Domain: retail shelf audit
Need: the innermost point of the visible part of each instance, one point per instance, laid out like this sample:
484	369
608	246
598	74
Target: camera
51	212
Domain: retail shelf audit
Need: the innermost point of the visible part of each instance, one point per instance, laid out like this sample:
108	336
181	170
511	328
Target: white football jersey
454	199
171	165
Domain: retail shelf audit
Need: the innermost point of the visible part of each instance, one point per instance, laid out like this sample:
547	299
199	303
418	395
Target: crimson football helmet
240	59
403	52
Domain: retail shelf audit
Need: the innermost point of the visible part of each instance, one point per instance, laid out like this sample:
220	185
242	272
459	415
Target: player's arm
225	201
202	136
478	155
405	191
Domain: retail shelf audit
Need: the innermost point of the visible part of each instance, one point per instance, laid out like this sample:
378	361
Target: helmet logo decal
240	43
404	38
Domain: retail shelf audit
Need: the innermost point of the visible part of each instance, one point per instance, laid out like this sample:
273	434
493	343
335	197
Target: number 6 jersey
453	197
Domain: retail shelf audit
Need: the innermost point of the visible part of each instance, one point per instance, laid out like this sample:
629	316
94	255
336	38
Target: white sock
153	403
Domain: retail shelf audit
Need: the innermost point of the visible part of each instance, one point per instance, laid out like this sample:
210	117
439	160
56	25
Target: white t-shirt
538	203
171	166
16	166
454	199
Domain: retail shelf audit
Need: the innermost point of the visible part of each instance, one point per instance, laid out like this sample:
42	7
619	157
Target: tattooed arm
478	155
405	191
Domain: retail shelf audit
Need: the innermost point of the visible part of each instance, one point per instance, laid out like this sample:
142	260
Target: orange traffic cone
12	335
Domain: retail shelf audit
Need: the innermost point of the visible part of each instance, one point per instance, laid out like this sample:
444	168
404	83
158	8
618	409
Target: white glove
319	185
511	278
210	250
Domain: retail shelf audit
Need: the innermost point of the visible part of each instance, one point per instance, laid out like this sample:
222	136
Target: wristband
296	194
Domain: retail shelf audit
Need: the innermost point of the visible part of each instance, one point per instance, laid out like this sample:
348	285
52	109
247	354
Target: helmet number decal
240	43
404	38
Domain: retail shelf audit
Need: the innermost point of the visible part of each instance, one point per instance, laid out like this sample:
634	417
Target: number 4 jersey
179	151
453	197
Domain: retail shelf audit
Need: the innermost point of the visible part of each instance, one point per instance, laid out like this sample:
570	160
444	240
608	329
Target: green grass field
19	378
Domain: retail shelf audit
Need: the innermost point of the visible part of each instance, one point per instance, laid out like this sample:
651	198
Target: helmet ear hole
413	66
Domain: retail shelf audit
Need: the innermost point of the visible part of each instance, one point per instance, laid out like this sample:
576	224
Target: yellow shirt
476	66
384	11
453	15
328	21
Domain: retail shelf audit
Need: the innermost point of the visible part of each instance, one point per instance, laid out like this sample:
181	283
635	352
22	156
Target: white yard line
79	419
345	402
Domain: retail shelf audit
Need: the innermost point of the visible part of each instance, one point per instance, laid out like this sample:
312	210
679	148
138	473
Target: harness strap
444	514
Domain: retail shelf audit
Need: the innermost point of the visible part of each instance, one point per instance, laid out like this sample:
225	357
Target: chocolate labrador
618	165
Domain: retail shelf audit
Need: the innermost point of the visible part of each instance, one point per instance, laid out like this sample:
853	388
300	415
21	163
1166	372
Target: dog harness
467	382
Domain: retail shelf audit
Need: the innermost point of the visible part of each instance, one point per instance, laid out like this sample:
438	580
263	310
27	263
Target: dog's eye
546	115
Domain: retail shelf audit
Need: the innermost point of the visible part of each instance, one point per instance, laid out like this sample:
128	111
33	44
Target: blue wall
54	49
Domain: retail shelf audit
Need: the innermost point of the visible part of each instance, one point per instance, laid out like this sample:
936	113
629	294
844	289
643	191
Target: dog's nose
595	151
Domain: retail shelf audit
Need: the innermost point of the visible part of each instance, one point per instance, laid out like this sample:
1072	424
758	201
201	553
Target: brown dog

--------------------------------------------------

Repeat each entry exactly.

Domain: retail shelf audit
Need: the innermost point of the visible part of each instance, one point per instance, laid out like this sample:
484	369
608	246
598	74
Target: camera
51	212
Domain: retail shelf audit
Need: the innermost point of the visible part of each instance, one point per instance, laid out like this sample:
108	336
181	170
511	328
Target: white football jersey
454	199
171	165
Domain: retail shelf audit
Need: the innermost point of the visible part of each instance, one point per instance, laid out like this sample:
547	299
199	303
418	395
Target: crimson football helmet
240	59
403	52
Domain: retail shelf audit
Need: the innermost point of the visible part of each instance, one point per instance, laid out like this sample:
220	185
242	272
459	415
Target: player's arm
225	201
202	136
478	155
405	191
Domain: retail shelf audit
Need: the innermost point of the visible part of each instance, one point per instance, laid out like this sample:
378	361
Target: helmet logo decal
240	43
404	38
Domain: retail shelf audit
Need: the innermost point of the visible part of each instance, one point per instance, laid out like this sample:
273	434
493	343
335	197
Target: number 6 jersey
453	197
Domain: retail shelf audit
Need: the innermost point of the visible part of each instance, one point per instance, laid out like this sample:
629	316
94	255
336	38
Target: white sock
153	403
Domain: retail shelf audit
Need: the innermost point of the visible part of each instance, one point per instance, laid out like this sample:
210	117
439	160
56	25
Target: white t-shirt
538	203
171	166
16	166
454	199
Domain: retail shelf audit
Need: the innermost point of the visible part of each instance, one point per instance, laid out like this sample:
42	7
619	157
Target: tattooed arm
478	155
405	191
Domain: retail shelf audit
Need: the innermost point of the visible part of each instance, one point per instance, laid out like this sample:
142	260
Target: orange traffic cone
12	335
Domain: retail shelf audit
Need: the innermost point of the visible part of each instance, one point per instance, laid out like this sample:
444	168
404	83
158	8
618	409
Target: white glove
319	185
511	278
210	250
Domain: retail shelf audit
Need: the innermost point of the visible part of each instance, one point per instance, laid out like this sample:
222	136
Target: wristband
296	194
Domain: retail shelf audit
Need: the innermost point of the visible part of each instance, one point per instance, laid out like this sample:
348	285
52	109
247	354
Target: helmet number decal
240	43
404	38
Domain: retail shelf audit
Need: the innermost point of the visible part of each instance, one point per instance, laid out like this sample:
634	417
Target: number 4 jersey
179	151
453	197
Domain: retail shelf audit
Need: the innermost point of the visible part of each instance, one point per instance, laid out like this sample:
570	160
444	240
608	329
Target: green grass field
19	378
Domain: retail shelf audit
Need: the innermost point of the visible part of each instance, one point per instance, laid out like this sample:
651	198
Target: helmet ear hole
413	66
Domain: retail shelf audit
Need: the innermost point of the visible part of each instance, one point per instance, laid out like this sample:
576	224
Target: yellow shirt
476	66
384	11
453	15
328	21
Domain: retail shelf audit
Need: the innermost point of the visible part of each instance, one point per instance, laid out like this sample:
181	283
635	352
22	156
Target: white yard line
79	419
345	402
Domain: retail shelf audit
Need: the innermost point of the visible part of each instance, one point per instance, laid out like this sample:
312	210
679	148
138	473
Target: harness strap
444	514
Domain: retail shelf audit
Need: the innermost point of the visible part of each instance, one point per instance, laid out like this sample:
225	357
Target: chocolate labrador
618	165
Domain: retail shelf audit
Need: the innermost point of the visible part of each instance, one point per instance, laid out like this sample:
853	388
300	415
21	163
1166	372
Target: dog harness
467	382
Domain: retail shelf audit
Need: the innermost point of the visible part of each instance, one point per instance, laid out like this sample:
438	580
263	310
27	263
Target: dog's eye
546	115
Domain: retail shelf audit
Need: the innermost point of the visible part of each instance, one point per instance, laid out like this sample:
128	111
33	44
Target: blue wall
54	49
Domain: retail shelf audit
Need: the innermost point of the visible part of each instance, one point per instance, laid out like this sample:
936	113
629	294
844	289
643	191
Target: dog's nose
595	151
Domain: retail shelf audit
Need: the innermost point of the visible part of each instance, one point per instance, laid out like this sample:
1072	424
758	201
201	553
Target: brown dog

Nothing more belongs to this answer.